Items from a labeling collection
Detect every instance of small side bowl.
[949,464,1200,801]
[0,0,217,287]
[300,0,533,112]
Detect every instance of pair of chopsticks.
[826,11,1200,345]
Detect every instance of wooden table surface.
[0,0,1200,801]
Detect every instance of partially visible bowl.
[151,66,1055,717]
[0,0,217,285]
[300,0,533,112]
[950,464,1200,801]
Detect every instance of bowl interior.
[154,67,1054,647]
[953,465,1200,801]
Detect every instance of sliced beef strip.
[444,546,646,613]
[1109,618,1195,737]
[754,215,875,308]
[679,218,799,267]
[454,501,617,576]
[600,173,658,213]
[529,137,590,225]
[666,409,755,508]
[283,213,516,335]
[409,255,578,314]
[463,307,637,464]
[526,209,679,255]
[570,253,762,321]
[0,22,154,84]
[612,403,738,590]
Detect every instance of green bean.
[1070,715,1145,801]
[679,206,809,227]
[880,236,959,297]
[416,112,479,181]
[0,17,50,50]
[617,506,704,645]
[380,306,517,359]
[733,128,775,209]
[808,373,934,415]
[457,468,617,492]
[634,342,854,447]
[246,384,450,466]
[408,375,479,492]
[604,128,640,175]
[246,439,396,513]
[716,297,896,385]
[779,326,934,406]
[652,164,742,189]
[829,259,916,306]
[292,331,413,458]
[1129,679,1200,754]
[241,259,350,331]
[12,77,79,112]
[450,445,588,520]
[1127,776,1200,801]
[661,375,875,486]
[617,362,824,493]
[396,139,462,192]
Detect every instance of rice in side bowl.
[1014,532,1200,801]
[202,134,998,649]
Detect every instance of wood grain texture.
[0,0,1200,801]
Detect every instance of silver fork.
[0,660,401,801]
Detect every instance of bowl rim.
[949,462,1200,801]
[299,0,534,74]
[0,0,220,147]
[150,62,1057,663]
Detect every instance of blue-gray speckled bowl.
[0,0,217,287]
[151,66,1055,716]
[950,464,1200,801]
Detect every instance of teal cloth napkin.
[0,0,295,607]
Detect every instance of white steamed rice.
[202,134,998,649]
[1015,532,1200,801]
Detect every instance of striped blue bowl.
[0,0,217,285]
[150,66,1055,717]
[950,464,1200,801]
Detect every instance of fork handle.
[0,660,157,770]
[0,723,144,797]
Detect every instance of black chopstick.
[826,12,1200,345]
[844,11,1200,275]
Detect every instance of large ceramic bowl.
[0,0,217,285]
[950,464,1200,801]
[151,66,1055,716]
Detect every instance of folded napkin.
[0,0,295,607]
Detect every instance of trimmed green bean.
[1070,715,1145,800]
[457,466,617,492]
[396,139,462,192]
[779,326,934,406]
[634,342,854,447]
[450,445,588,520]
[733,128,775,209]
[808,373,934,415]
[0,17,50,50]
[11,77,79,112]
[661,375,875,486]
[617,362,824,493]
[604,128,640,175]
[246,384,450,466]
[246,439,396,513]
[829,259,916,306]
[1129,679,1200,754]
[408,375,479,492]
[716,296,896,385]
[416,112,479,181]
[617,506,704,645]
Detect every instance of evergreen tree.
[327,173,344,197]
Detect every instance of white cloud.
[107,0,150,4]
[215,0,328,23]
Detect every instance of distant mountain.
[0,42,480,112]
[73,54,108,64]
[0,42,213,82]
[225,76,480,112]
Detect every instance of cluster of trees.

» Objective: Can you copy every one of the lines above, word for word and in the same order?

» Answer to this exercise:
Detect every instance of small side bowl.
[949,464,1200,801]
[0,0,217,287]
[300,0,533,112]
Detect every instance of pair of chopsticks.
[826,11,1200,345]
Detect every instance of wooden table surface.
[0,0,1200,801]
Detect every instance of partially visible bowl.
[151,66,1055,717]
[0,0,217,285]
[300,0,533,112]
[950,464,1200,801]
Detect every instance of bowl interior.
[154,67,1054,647]
[953,465,1200,801]
Detect every instance of sliced beef strip.
[444,546,646,613]
[1109,618,1195,737]
[754,215,875,308]
[679,218,799,267]
[454,501,617,576]
[600,173,658,213]
[529,137,590,225]
[666,409,755,508]
[283,213,516,335]
[409,255,578,314]
[463,307,637,464]
[526,209,679,255]
[570,253,762,321]
[0,22,154,84]
[612,403,738,590]
Detect every instance of green bean.
[1070,715,1145,801]
[679,206,809,227]
[880,236,959,297]
[416,112,479,181]
[0,17,50,50]
[617,506,704,645]
[380,306,517,359]
[733,128,775,209]
[808,373,934,415]
[457,468,617,492]
[634,342,854,447]
[246,384,450,466]
[408,375,479,492]
[604,128,640,175]
[246,439,396,513]
[716,297,896,385]
[779,326,934,406]
[652,164,742,189]
[829,259,916,306]
[292,331,413,458]
[1129,679,1200,754]
[241,259,350,331]
[12,77,79,112]
[450,445,588,520]
[1127,776,1200,801]
[661,375,875,486]
[617,362,824,493]
[396,139,462,192]
Detect every instance of rice in side bowl.
[1014,532,1200,801]
[202,134,998,649]
Detect every instance of wood grain texture.
[0,0,1200,801]
Detect every instance of silver fork.
[0,660,401,801]
Detect every instance of bowl rim.
[949,462,1200,801]
[299,0,534,74]
[0,0,220,147]
[150,62,1057,663]
Detect every instance of blue-gray speckled bowl.
[0,0,217,287]
[151,66,1055,716]
[950,464,1200,801]
Detect every instance of teal cloth napkin.
[0,0,295,607]
Detect every instance of white steamed rice.
[202,134,998,649]
[1015,532,1200,801]
Detect every instance of striped blue bowl.
[0,0,217,285]
[150,66,1055,717]
[950,464,1200,801]
Detect every instance of fork handle.
[0,660,157,770]
[0,723,144,797]
Detect every instance of black chopstick.
[826,12,1200,345]
[844,11,1200,275]
Detect every instance of large ceramic bowl.
[0,0,217,285]
[950,464,1200,801]
[151,66,1055,716]
Detect every instance of folded napkin.
[0,0,295,607]
Detect every instance of trimmed green bean.
[1070,715,1145,800]
[457,466,617,492]
[396,139,462,192]
[779,326,934,406]
[634,342,854,447]
[450,445,588,520]
[733,128,775,209]
[808,373,934,415]
[0,17,50,50]
[11,77,79,112]
[661,375,875,486]
[617,362,824,493]
[604,128,640,175]
[246,384,450,466]
[246,439,396,513]
[829,259,916,306]
[1129,679,1200,754]
[408,375,479,492]
[716,296,896,385]
[416,112,479,181]
[617,506,704,645]
Detect every instance of evergreen tree.
[327,173,344,197]
Detect every instance of white cloud.
[107,0,150,4]
[215,0,328,23]
Detect every instance of distant mountain.
[0,42,480,112]
[73,54,108,64]
[0,42,213,82]
[225,76,480,112]
Detect every instance of cluster of trees.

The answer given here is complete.